= Provided passage =
□ □ □ □ □
Before we get to the good bit, I want to thank Dark World Books for organising this tour and Noree for the guest post.  Don't forget to check out Dark World Books website to enter their giveaway.
So, we all enjoy a good vampire story. We love the thrill of the undead creeping upon its next victim. Though I don’t have any vampires in A Prescription for Delirium, I do have the descendants of Abraham Van Helsing and they will fight vampires later in the series. Though it’s now just fiction, there was a time when people thought these creatures were real. I don’t mean centuries ago, but more the late 1800’s and early 1900’s. These are just three people who were believed to be vampires before they were caught.

Fritz Haaman (1879-1925)
The Vampire of Hanover (Germany) lived in fear of his father growing up. You see he was a homosexual and not stable at all. He spent time in a mental institution after being caught molesting young boys. He escaped and travelled to Switzerland. There he began to pick young men off the street, sleep with them, and then kill them. Soon his crimes grew even darker as he developed a taste for their blood. He was caught and charged with killing 24 people but it was believed he had more than 50 victims.

Peter Kurten (1883-1931)
□ □ □ □ □
= Data listing =
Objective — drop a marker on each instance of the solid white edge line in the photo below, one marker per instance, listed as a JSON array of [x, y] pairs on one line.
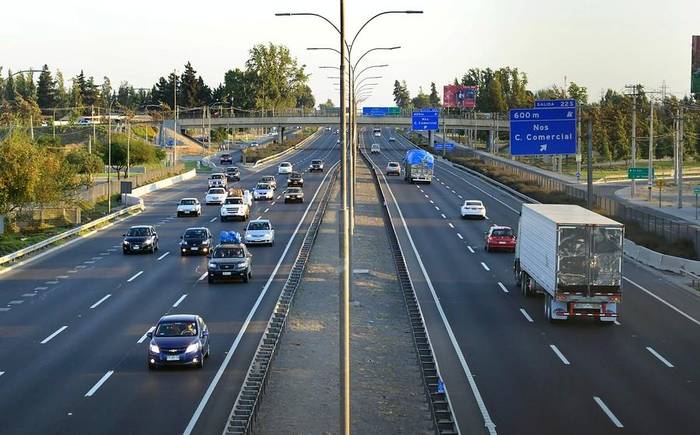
[[135, 276], [100, 301], [671, 306], [559, 354], [219, 373], [50, 337], [145, 335], [182, 298], [526, 315], [659, 357], [488, 422], [99, 383], [607, 411]]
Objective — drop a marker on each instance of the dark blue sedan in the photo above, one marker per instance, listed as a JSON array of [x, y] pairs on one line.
[[180, 339]]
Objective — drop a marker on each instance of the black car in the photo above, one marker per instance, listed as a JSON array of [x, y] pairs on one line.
[[180, 339], [195, 241], [140, 238], [295, 179], [229, 261], [316, 165], [233, 174]]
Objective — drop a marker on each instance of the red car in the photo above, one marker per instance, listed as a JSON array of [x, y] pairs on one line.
[[500, 238]]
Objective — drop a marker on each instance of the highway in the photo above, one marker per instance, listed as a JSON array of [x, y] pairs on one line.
[[72, 332], [639, 376]]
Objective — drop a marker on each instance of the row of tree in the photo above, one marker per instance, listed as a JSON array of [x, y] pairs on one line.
[[507, 88]]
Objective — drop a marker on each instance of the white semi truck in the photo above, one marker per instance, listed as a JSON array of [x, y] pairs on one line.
[[573, 256]]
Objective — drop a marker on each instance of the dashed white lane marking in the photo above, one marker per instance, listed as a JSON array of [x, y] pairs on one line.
[[145, 335], [182, 298], [659, 357], [526, 315], [50, 337], [559, 354], [607, 411], [99, 383], [100, 301], [671, 306], [135, 276]]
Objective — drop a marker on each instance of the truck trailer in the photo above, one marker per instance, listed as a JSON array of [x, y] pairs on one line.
[[573, 256]]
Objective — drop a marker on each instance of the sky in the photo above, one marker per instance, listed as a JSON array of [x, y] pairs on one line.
[[599, 44]]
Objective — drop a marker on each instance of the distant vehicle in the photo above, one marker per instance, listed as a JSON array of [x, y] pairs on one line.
[[572, 255], [235, 206], [195, 241], [217, 180], [189, 207], [418, 166], [473, 208], [294, 194], [295, 179], [269, 179], [229, 261], [284, 168], [216, 195], [178, 339], [500, 238], [259, 232], [233, 174], [263, 191], [316, 165], [140, 238], [393, 168]]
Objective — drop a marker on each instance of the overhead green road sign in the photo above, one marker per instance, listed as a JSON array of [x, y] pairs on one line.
[[639, 173]]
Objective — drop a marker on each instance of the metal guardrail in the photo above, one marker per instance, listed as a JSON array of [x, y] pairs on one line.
[[245, 410], [439, 402], [51, 240]]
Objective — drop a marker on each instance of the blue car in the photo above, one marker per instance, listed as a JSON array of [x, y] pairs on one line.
[[177, 340]]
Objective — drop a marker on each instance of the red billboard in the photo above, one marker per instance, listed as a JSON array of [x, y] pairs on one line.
[[459, 96]]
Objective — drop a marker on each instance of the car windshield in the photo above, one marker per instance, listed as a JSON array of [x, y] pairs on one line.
[[138, 232], [195, 234], [228, 253], [258, 226], [502, 232], [176, 329]]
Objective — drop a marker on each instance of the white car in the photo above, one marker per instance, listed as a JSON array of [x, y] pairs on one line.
[[263, 191], [473, 208], [284, 168], [216, 195], [260, 232], [217, 180], [189, 207]]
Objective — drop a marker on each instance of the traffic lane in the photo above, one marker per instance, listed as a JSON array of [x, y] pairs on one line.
[[478, 310]]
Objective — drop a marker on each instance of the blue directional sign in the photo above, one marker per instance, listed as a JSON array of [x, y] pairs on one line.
[[543, 131], [426, 119]]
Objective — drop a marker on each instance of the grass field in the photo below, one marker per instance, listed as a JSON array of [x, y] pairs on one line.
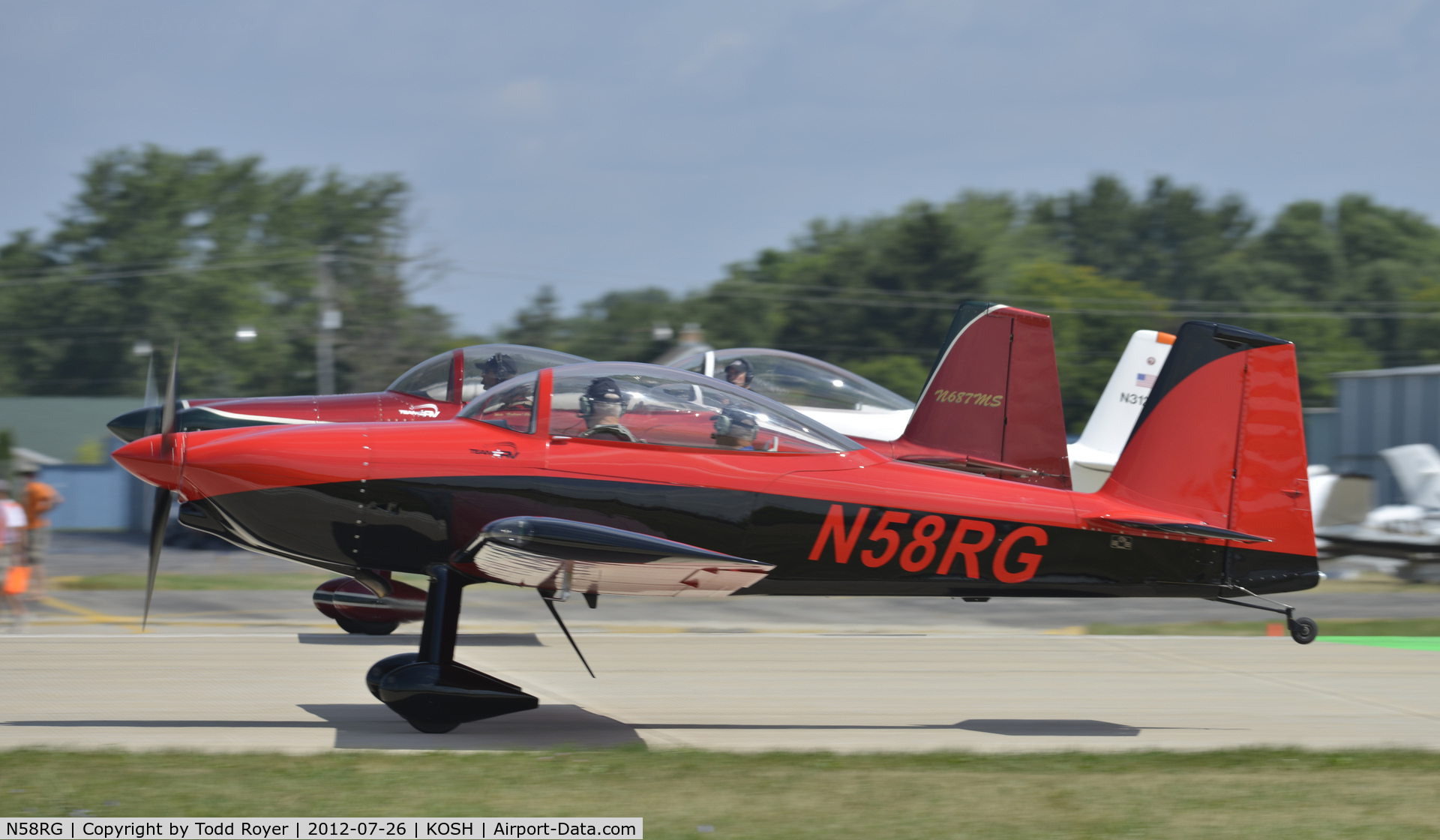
[[1424, 627], [1234, 794], [250, 581]]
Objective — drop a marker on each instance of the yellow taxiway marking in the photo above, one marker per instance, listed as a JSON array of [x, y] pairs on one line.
[[90, 616]]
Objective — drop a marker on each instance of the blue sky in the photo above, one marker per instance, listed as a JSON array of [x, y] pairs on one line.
[[615, 145]]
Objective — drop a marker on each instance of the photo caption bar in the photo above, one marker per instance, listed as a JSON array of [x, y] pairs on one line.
[[323, 827]]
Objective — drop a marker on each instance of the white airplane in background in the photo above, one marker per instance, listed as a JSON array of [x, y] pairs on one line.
□ □ □ □ □
= Tasks to perform =
A. Update the vampire post between "Fritz Haaman (1879-1925)" and "Peter Kurten (1883-1931)", inclusive, putting "Austria" in place of "Switzerland".
B. Answer these questions from the vampire post:
(i) Whose descendants appear in A Prescription for Delirium?
(ii) What years are given for Fritz Haaman?
(iii) How many killings was the Vampire of Hanover charged with?

= Answers for this exercise =
A.
Fritz Haaman (1879-1925)
The Vampire of Hanover (Germany) lived in fear of his father growing up. You see he was a homosexual and not stable at all. He spent time in a mental institution after being caught molesting young boys. He escaped and travelled to Austria. There he began to pick young men off the street, sleep with them, and then kill them. Soon his crimes grew even darker as he developed a taste for their blood. He was caught and charged with killing 24 people but it was believed he had more than 50 victims.

Peter Kurten (1883-1931)

B.
(i) The descendants of Abraham Van Helsing.
(ii) 1879-1925.
(iii) 24.